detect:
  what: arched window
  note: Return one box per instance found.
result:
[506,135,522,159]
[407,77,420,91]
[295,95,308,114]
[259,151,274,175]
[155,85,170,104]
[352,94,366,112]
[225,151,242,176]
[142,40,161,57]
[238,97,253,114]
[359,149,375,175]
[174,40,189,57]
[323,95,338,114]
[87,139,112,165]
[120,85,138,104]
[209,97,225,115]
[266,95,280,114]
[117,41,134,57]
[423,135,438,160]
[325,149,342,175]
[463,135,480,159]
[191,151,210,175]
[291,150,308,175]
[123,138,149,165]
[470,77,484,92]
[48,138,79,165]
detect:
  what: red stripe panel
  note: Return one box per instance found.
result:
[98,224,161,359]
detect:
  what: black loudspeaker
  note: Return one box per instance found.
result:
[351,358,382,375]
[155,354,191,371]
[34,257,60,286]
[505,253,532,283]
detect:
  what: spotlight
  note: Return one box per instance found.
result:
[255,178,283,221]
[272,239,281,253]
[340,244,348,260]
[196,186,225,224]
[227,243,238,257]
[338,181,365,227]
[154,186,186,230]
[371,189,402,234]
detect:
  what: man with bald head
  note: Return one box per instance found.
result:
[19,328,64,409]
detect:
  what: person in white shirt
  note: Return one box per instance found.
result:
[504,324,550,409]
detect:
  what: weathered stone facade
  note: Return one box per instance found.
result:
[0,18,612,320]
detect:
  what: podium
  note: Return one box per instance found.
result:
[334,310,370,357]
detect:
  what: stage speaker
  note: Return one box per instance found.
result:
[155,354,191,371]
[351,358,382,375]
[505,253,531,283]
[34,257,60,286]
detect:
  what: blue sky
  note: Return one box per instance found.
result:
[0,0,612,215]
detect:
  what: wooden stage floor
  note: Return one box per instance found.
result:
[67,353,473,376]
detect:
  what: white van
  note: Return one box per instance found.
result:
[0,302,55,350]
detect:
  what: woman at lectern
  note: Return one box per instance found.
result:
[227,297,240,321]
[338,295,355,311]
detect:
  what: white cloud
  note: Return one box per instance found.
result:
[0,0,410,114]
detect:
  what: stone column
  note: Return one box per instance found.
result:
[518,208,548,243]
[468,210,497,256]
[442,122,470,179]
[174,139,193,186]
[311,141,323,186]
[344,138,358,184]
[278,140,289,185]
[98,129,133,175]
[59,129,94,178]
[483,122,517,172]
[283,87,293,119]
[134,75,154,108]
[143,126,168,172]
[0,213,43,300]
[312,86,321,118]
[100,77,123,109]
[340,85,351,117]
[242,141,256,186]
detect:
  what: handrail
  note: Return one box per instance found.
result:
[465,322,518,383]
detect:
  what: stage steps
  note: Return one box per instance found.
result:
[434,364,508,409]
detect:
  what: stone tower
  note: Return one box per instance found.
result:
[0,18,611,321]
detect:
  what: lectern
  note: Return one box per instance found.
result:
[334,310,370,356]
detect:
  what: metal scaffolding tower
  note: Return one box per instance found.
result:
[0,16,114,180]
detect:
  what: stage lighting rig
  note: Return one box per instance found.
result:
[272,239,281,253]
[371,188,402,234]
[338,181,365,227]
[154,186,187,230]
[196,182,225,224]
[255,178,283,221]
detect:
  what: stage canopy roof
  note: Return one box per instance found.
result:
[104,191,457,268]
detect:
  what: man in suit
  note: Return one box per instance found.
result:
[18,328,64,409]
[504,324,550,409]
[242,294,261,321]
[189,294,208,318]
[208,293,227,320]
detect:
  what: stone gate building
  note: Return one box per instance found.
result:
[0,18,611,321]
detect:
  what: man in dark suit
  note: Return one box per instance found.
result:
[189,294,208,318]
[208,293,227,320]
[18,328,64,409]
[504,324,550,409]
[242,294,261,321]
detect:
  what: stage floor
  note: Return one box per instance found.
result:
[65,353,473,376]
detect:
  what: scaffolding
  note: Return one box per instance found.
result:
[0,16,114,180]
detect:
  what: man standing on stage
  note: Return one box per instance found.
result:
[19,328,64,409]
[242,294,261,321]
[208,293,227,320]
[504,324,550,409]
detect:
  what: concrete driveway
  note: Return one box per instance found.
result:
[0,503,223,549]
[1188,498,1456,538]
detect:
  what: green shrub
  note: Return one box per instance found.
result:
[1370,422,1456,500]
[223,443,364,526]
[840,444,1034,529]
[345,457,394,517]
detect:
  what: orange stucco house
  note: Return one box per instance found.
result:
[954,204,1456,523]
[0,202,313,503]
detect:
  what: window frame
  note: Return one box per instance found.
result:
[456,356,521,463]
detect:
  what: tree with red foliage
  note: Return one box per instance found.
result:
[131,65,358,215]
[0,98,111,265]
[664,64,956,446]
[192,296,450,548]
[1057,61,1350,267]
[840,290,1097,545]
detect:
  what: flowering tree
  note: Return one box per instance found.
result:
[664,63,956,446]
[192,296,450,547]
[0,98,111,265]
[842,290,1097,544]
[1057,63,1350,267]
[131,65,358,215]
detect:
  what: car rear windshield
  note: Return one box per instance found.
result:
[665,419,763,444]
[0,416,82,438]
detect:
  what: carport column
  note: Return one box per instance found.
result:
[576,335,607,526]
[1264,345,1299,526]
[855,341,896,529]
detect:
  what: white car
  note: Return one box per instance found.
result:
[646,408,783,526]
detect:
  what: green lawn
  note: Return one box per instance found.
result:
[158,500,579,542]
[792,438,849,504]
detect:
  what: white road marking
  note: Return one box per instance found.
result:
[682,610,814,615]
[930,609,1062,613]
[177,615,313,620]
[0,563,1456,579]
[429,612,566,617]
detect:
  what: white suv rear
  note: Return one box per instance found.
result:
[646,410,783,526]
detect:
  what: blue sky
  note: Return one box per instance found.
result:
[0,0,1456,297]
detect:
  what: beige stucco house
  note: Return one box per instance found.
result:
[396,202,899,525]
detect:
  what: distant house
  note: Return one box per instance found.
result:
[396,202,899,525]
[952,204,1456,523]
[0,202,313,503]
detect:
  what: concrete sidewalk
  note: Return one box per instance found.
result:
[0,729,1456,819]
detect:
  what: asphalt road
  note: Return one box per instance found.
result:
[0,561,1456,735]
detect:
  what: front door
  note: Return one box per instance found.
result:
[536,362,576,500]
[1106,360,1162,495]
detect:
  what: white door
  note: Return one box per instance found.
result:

● ● ● ● ● ● ●

- [WHAT IS REQUIRED]
Print the items above without any changes, from their first line down to and including the line that contains "[505,253,532,283]".

- [RESULT]
detect:
  what: arched window
  note: Return one box per instance found.
result:
[506,135,522,159]
[407,77,420,91]
[295,95,308,114]
[259,151,274,175]
[155,85,170,104]
[352,94,366,112]
[225,151,242,176]
[142,40,161,57]
[238,97,253,114]
[359,149,375,175]
[174,40,189,57]
[323,95,338,114]
[87,139,112,165]
[120,85,138,104]
[209,97,225,115]
[266,95,280,114]
[117,41,134,57]
[423,135,438,160]
[325,149,342,175]
[463,135,480,159]
[191,151,210,175]
[291,150,308,175]
[123,138,149,165]
[470,77,484,92]
[48,138,79,165]
detect:
  what: red stripe panel
  note: Return one box per instance found.
result:
[98,224,161,359]
detect:
  what: black loudspeaker
  note: Return one box per instance found.
result:
[351,358,382,375]
[155,354,191,371]
[34,257,60,286]
[505,253,532,283]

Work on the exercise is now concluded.